In the entries that follow, the first line to write out is the one containing "tag the dark green foliage", and the last is the one containing "drop one pin per instance, shaped like <point>411,200</point>.". Reproduce that stretch exactly, with nothing before or after it.

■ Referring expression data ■

※ ※ ※

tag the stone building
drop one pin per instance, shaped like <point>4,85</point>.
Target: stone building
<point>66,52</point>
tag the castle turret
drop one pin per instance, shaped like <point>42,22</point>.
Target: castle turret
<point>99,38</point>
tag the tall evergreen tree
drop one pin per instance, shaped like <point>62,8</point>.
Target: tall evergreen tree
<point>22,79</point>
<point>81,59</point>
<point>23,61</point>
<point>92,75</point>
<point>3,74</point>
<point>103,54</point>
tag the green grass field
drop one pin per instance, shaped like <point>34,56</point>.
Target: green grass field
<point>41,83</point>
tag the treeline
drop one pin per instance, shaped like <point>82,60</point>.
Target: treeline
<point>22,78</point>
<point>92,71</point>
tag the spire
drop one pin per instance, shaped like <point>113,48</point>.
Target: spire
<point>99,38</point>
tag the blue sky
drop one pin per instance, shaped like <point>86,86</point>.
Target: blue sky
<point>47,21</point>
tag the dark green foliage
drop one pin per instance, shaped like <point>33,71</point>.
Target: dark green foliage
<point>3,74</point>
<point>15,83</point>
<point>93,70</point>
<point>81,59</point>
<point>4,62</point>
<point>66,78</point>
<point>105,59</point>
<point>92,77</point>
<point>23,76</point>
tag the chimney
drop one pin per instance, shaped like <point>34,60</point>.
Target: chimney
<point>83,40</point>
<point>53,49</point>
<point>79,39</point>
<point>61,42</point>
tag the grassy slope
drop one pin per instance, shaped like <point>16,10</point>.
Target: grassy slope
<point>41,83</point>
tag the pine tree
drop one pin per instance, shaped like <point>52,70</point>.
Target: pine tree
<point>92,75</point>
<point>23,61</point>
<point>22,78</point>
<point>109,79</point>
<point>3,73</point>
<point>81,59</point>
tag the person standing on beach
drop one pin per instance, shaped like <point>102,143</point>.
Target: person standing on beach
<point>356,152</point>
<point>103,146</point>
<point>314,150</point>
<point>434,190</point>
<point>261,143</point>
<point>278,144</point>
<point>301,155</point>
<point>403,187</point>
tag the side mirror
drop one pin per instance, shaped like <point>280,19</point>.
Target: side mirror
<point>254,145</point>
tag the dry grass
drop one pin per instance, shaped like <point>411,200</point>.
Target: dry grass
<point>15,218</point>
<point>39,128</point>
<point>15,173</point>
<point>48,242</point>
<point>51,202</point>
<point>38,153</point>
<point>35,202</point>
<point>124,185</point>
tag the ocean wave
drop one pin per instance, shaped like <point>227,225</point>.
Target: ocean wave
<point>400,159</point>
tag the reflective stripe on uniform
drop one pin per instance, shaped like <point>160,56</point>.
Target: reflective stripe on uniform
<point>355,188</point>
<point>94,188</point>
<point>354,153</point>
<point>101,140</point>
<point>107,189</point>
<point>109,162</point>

※ ※ ※

■ TASK SOLUTION ■
tag the dark green foliage
drop one pin per instance, shaped like <point>33,71</point>.
Target: dark green foliage
<point>3,74</point>
<point>15,83</point>
<point>93,70</point>
<point>81,59</point>
<point>4,62</point>
<point>66,78</point>
<point>105,59</point>
<point>92,77</point>
<point>23,76</point>
tag the chimney
drop one pin per instance, shaped like <point>34,60</point>.
Target: chimney
<point>83,40</point>
<point>53,49</point>
<point>79,39</point>
<point>61,42</point>
tag the grassy slope
drop one pin per instance, shaped like <point>16,10</point>.
Target: grassy slope
<point>41,83</point>
tag the pine tree
drop one pin per instance, shaped like <point>52,70</point>.
Target: pine tree
<point>92,75</point>
<point>23,61</point>
<point>22,78</point>
<point>109,79</point>
<point>3,73</point>
<point>81,59</point>
tag the person standing on beach
drop one pin per instance, shaped like <point>102,143</point>.
Target: person standing on beach
<point>356,152</point>
<point>103,146</point>
<point>314,150</point>
<point>434,190</point>
<point>261,143</point>
<point>278,144</point>
<point>301,155</point>
<point>403,187</point>
tag the side mirror
drop one pin per instance, shaped like <point>280,19</point>.
Target: side mirror
<point>254,145</point>
tag the dry grass
drop one pin per instance, shaped like <point>411,200</point>.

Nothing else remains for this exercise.